[Raw records]
** Start **

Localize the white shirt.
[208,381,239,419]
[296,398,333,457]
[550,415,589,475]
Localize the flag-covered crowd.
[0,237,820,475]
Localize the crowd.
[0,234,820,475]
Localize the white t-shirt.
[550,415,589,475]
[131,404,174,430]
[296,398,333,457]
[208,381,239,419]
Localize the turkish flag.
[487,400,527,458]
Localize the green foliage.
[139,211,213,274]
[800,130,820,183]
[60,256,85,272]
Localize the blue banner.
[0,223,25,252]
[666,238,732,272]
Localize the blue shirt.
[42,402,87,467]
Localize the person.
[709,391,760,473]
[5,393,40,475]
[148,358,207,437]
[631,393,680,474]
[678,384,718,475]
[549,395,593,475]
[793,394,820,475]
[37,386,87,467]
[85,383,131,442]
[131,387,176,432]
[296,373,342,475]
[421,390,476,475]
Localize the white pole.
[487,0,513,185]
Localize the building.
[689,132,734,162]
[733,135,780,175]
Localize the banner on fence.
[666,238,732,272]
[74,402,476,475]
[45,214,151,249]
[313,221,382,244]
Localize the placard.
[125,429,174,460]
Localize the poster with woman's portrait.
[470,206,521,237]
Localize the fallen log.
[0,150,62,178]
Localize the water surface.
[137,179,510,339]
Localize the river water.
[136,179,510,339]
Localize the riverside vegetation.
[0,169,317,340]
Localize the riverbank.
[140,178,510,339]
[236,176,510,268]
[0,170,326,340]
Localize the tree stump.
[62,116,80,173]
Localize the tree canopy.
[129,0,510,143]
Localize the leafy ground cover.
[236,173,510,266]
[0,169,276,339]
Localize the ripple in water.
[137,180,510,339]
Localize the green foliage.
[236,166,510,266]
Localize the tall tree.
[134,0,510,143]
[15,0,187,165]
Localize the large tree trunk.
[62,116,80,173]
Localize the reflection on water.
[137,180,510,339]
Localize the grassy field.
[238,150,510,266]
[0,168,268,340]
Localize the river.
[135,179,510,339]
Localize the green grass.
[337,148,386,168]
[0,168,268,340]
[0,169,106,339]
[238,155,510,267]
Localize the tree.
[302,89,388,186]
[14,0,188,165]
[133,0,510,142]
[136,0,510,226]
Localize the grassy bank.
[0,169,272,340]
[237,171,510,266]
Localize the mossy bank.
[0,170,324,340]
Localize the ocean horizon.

** End **

* Task statement: Copy every line of the records above, changing nothing.

* Expected answer:
Localize the white shirt.
[208,381,239,419]
[296,398,333,457]
[550,415,589,475]
Localize the flag-covered crowd.
[0,237,820,475]
Localize the crowd.
[0,234,820,475]
Localize the white t-shirt.
[550,415,589,475]
[131,404,174,430]
[296,398,333,457]
[208,381,239,419]
Localize the turkish flag.
[487,400,527,458]
Localize the green foliage.
[139,211,213,274]
[800,130,820,183]
[60,256,85,272]
Localize the blue banner.
[0,223,25,252]
[666,238,732,272]
Localize the blue shirt.
[42,402,87,467]
Localize the person.
[709,391,760,473]
[5,393,40,475]
[148,358,207,437]
[631,393,680,474]
[678,384,718,475]
[549,395,593,475]
[793,394,820,475]
[37,386,87,467]
[85,383,131,442]
[131,387,176,432]
[296,373,342,475]
[421,390,476,475]
Localize the white pole.
[487,0,513,185]
Localize the building.
[689,132,734,162]
[733,135,780,175]
Localize the banner on fence.
[666,238,732,272]
[74,402,476,475]
[45,214,151,249]
[313,221,382,244]
Localize the placard.
[125,429,174,460]
Localize the poster with woman's portrait.
[470,206,521,237]
Localize the fallen log.
[0,150,62,178]
Localize the water surface.
[137,179,510,339]
Localize the river water.
[136,179,510,339]
Localize the riverside vegetation.
[0,169,317,340]
Localize the riverbank.
[140,178,510,339]
[236,176,510,268]
[0,170,326,340]
Localize the tree stump.
[62,116,80,173]
Localize the tree canopy.
[129,0,510,143]
Localize the leafy ground cover.
[236,173,510,266]
[0,169,276,339]
Localize the ripple in water.
[137,180,510,339]
Localize the green foliage.
[236,166,510,266]
Localize the tall tree.
[134,0,510,143]
[15,0,187,165]
Localize the large tree trunk.
[62,116,80,173]
Localize the reflection on water.
[137,180,510,339]
Localize the grassy field.
[238,150,510,266]
[0,168,268,340]
Localize the river.
[135,179,510,339]
Localize the green grass.
[337,148,386,168]
[0,168,268,340]
[0,169,106,339]
[238,155,510,267]
Localize the tree.
[302,89,388,186]
[14,0,188,165]
[133,0,510,142]
[136,0,510,226]
Localize the grassy bank.
[0,169,272,340]
[237,171,510,266]
Localize the mossy bank.
[0,170,324,340]
Localize the ocean horizon.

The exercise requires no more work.